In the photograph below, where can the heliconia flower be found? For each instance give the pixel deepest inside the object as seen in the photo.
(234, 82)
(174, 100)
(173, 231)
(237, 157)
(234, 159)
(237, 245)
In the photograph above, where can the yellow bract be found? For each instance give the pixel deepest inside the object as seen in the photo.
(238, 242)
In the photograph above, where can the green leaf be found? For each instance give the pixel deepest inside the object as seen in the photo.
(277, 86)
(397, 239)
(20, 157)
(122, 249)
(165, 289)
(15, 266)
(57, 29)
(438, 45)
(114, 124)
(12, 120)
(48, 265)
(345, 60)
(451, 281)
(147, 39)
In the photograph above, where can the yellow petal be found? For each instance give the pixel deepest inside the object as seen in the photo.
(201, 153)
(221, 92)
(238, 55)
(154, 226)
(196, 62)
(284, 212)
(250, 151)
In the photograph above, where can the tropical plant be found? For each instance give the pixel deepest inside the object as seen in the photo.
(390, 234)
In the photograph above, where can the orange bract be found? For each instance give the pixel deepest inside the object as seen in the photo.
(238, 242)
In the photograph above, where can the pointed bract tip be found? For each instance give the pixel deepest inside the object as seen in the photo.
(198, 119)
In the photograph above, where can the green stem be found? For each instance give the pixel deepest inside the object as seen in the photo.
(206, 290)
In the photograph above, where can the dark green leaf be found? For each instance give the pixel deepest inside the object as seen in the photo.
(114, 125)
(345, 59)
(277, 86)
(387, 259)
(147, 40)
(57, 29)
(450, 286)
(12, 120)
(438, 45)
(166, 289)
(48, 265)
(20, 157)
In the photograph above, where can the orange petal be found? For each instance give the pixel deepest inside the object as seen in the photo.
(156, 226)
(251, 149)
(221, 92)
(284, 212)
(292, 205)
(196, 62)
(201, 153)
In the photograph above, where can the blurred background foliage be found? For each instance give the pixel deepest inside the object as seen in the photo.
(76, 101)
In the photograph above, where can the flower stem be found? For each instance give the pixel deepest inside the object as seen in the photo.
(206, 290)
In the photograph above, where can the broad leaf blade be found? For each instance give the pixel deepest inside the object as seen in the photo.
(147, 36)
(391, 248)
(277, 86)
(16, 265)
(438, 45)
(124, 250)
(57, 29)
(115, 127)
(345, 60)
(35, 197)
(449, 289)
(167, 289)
----------
▸ REQUIRED ACTION
Would you give the entries back word for word?

▸ THE COMPLETED TASK
In the photograph below, where can the heliconia flower be found? For each instance give the pixel deepest inside the object as seen in the photo.
(234, 82)
(174, 100)
(173, 231)
(237, 157)
(234, 159)
(237, 245)
In the photograph above, where can the yellow bract be found? For each instance give the pixel deepest inside the object as seen in the photo.
(238, 242)
In the photograph above, where can the green leaf be found? For each instance give the pixel deepest inside the object as seen in the photo.
(277, 86)
(397, 239)
(20, 157)
(122, 249)
(165, 289)
(15, 266)
(57, 29)
(438, 45)
(114, 124)
(12, 120)
(48, 265)
(345, 60)
(451, 281)
(147, 39)
In the photograph above, where can the yellow petal be found? For each instance give the pixel deepest inside the object as seen in the photo.
(201, 153)
(221, 92)
(238, 55)
(154, 226)
(196, 62)
(284, 212)
(250, 151)
In the photograph above, where can the tropical plant be found? For each instance give the pixel deepest inside the object as seen in the photo.
(390, 234)
In the photograph above, where can the orange bract be found? For each instance give the pixel deepest inside the object as seen in the photo.
(238, 242)
In the photograph above, where can the pointed bract tip be found? For each instance give the pixel deepest inside the object as seen in the photo.
(198, 119)
In the photograph above, where can the green stem be found? For each instance give the pixel deepest inside the object as seen in the photo.
(206, 290)
In the photograph above, where can the dark green leaf be found? For each instance give the pixel deepest inside the object as seen in the photo.
(114, 125)
(345, 59)
(277, 86)
(387, 259)
(147, 40)
(57, 29)
(450, 286)
(12, 120)
(438, 45)
(166, 289)
(48, 265)
(20, 157)
In the photograph above, where can the orange petal be found? For each instance give the pixel deepest inside the object as seen in the photo.
(156, 226)
(251, 149)
(221, 92)
(284, 212)
(292, 205)
(196, 62)
(201, 153)
In the photograph above, where can the blurred background foliage be found? For each instance give the pixel deepest inside the object as seen in the photo.
(76, 101)
In the photograph above, where can the flower stem be found? For each instance give the pixel deepest inside the object as seen in the photo.
(206, 290)
In the photograph above, where can the broad leaf blade be found? For each instance give the pixel deepest inside the object as seen in the photo.
(147, 36)
(391, 248)
(277, 86)
(16, 265)
(438, 45)
(124, 250)
(57, 29)
(115, 127)
(345, 60)
(35, 197)
(449, 289)
(167, 289)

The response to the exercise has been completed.